### [TAREFA PROPOSTA A]
No texto sobre a contratação de cursos e treinamentos pela Administração Pública, qual é o primeiro ponto de dificuldade apontado?

### [TEXTO DE LEITURA]

1 – Introdução à situação-problema
Não é de hoje a discussão, acalorada, diga-se, sobre como os órgãos e entidades da Administração Pública devem proceder para contratar para os servidores de seu quadro de pessoal, cursos de graduação, de pós-graduação, palestras, treinamentos específicos, conferencistas e instrutores, conciliando as normas legais para contratação de serviços (CF, art. 37, XXI e Lei 8.666/93) e as peculiaridades inerentes a essa espécie de prestação de serviço. As dificuldades são inúmeras, e diversos são os fatores que contribuem para aumentar a insegurança no momento de celebrar tais contratos.
O primeiro ponto diz respeito à obrigação de realizar licitação. Como o dever de licitar é imperativo e fazê-lo pelo critério de menor preço é regra geral, o problema advém da imensa dificuldade (adiante veremos que na maioria dos casos haverá impossibilidade) de se estabelecer critérios de aferição idôneos que apontem com segurança a proposta efetivamente mais vantajosa, o que eleva sobremaneira o risco de insucesso na contratação. A experiência tem demonstrado que contratos dessa natureza, quando licitados, não raro, anotam má prestação de serviço e não atendimento aos objetivos traçados.
Por lado outro, os contratos celebrados com fundamento nas exceções ao dever de licitar (dispensa e inexigibilidade de licitação) geram enorme desconfiança quando submetidos ao controle de legalidade. É que os procedimentos de contratação sem licitação costumam fornecer aos órgãos de controle rica fonte de irregularidades e falhas processuais. Isso acarreta maior rigor na investigação por parte desses órgãos. Esse rigor provoca certo melindre, uma espécie de “temor geral” nos setores responsáveis em instruir os processos de dispensa e inexigibilidade de licitação, que acabam sendo também mais rigorosos do que o necessário, vendo embaraço onde ele não existe.
Outro fator que acaba soando negativo é a existência de sortida variedade de profissionais e empresas para o segmento de ensino e capacitação. Provocado pelo “temor geral” acima referido, o fato de haver, no mercado, grande variação de soluções para uma mesma demanda de treinamento, torna nebuloso o correto entendimento sobre questões como singularidade e notória especialização. Assim, uma característica do segmento que deveria ser considerado salutar e proveitoso, no atual cenário, termina por dificultar a instrução dos processos.

### [TAREFA PROPOSTA B]
Localize e copie todas as linhas das entradas que contêm a palavra "light". Maiúsculas e minúsculas devem ser diferenciadas.

[Entradas salvas]
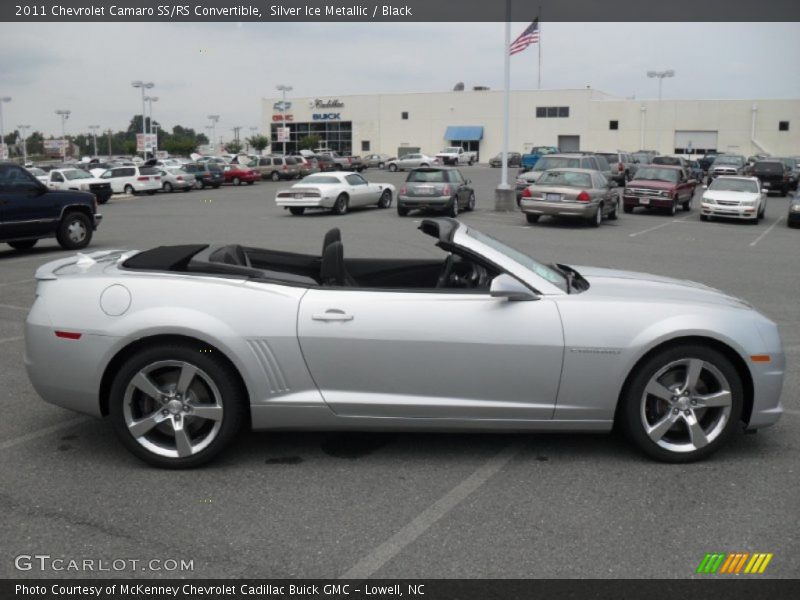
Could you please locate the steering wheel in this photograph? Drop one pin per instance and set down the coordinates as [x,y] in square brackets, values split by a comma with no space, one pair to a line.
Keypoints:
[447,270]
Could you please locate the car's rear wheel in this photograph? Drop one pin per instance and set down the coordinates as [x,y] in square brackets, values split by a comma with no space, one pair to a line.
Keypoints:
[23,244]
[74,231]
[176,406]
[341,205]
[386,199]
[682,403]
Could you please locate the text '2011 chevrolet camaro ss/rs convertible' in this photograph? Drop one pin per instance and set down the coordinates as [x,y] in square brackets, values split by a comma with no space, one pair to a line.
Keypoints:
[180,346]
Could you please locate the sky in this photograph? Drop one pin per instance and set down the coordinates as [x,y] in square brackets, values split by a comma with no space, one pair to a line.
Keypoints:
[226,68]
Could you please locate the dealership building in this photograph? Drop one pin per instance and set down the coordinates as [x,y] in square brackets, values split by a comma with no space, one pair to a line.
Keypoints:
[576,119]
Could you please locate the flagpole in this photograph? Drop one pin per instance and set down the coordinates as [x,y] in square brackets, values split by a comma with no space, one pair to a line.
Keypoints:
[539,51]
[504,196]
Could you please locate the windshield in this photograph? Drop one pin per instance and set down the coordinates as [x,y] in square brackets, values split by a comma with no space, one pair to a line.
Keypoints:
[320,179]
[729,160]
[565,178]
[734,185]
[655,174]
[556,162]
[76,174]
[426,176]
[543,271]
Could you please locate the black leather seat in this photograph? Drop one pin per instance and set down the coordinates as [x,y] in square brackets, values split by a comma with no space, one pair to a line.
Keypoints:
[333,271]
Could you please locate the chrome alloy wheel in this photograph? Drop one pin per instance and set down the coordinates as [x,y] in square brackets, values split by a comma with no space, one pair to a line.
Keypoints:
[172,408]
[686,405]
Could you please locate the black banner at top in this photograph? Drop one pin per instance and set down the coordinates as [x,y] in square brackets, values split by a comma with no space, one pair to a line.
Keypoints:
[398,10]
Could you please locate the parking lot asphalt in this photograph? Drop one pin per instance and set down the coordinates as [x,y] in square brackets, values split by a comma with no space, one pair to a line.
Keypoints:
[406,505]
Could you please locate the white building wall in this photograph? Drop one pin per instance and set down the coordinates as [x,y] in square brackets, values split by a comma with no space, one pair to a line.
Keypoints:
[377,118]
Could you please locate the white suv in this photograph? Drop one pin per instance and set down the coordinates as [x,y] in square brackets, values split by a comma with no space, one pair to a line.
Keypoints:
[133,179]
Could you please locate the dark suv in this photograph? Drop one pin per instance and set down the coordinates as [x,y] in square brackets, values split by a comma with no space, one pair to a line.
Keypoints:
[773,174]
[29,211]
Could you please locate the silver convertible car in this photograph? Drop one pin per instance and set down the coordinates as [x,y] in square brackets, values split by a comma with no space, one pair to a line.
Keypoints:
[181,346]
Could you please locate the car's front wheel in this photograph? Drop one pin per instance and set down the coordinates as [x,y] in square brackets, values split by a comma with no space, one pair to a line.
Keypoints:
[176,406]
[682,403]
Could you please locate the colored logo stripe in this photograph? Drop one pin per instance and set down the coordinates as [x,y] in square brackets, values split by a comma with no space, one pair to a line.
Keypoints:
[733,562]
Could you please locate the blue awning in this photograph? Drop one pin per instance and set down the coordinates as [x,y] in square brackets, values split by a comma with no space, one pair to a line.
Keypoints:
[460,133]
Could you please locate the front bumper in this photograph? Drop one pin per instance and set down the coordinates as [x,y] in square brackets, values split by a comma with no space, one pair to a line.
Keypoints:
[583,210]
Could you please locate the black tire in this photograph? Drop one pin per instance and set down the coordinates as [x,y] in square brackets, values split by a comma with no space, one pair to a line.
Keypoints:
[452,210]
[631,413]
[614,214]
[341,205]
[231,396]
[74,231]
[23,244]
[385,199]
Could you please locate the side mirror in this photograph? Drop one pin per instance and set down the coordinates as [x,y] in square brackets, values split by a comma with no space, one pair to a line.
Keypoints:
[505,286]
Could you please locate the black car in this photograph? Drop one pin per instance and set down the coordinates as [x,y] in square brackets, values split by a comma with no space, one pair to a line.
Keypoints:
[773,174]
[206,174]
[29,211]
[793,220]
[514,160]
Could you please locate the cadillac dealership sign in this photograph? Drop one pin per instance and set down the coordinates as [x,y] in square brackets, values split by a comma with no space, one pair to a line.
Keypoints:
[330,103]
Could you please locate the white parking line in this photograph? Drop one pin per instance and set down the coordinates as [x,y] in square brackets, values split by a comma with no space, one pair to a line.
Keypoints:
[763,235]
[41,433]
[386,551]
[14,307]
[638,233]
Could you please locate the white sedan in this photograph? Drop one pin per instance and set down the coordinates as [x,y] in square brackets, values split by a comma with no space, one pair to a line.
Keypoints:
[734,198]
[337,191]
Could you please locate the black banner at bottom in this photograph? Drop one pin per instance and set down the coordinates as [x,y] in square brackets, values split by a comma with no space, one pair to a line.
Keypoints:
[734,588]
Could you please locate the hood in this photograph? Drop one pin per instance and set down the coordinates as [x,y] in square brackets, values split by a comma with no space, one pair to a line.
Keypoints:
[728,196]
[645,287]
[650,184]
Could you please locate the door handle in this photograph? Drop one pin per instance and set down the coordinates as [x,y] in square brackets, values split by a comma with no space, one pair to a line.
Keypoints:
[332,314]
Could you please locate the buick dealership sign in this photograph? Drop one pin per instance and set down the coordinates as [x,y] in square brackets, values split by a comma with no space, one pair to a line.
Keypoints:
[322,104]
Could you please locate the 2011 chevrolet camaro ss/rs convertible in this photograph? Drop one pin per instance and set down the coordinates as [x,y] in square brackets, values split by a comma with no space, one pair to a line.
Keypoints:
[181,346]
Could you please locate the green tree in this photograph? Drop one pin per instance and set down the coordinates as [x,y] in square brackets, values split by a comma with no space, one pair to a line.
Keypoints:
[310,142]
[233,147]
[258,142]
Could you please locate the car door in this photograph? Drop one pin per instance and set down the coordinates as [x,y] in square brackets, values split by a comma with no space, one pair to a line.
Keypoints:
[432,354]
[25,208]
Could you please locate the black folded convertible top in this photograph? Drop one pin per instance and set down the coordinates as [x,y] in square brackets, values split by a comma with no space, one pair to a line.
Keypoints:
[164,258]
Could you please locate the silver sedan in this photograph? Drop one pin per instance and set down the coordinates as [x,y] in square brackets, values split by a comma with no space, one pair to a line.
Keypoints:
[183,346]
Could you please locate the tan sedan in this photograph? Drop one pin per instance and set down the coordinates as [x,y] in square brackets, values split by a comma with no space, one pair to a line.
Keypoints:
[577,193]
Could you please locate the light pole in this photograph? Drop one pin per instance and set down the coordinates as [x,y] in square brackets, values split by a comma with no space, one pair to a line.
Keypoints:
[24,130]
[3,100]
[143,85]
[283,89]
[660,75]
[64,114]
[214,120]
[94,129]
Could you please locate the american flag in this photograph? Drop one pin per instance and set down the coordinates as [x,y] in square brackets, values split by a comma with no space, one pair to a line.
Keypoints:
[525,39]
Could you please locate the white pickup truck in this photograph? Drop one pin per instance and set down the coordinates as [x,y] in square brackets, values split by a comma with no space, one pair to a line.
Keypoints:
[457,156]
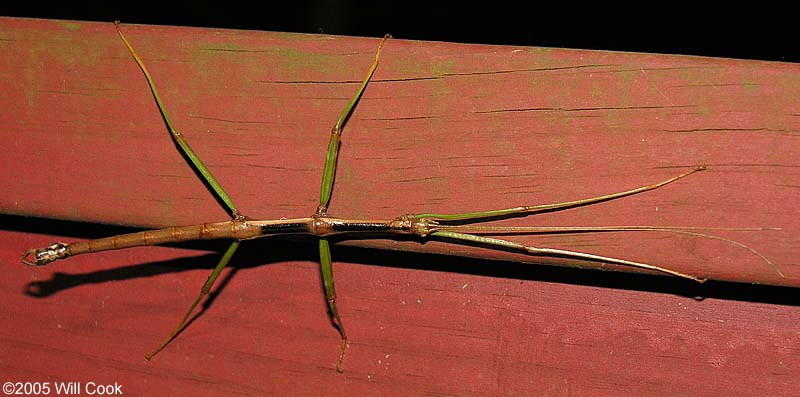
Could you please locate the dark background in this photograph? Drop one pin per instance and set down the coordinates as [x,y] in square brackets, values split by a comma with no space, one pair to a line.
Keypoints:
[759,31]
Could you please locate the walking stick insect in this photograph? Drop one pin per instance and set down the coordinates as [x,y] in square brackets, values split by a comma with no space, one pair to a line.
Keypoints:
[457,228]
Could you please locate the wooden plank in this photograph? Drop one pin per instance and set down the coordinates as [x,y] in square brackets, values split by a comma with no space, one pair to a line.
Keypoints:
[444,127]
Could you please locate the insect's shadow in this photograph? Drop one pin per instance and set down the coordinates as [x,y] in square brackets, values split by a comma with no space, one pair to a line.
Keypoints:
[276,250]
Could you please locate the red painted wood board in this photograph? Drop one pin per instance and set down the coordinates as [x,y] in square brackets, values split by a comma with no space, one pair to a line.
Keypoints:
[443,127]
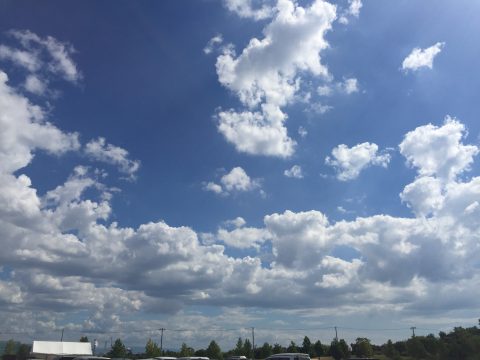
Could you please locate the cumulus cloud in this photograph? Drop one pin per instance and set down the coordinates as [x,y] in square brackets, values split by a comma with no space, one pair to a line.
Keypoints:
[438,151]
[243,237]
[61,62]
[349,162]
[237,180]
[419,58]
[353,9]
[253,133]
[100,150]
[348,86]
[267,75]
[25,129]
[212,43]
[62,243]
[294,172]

### [RESPOSTA DO EXERCÍCIO A]
A obrigação de realizar licitação.

### [RESPOSTA DO EXERCÍCIO B]
Could you please locate the light pole in this photograph? Drop one pin per instance and set down the coordinates as [x,y] in square brackets, values split by a comma with no space, one pair to a line.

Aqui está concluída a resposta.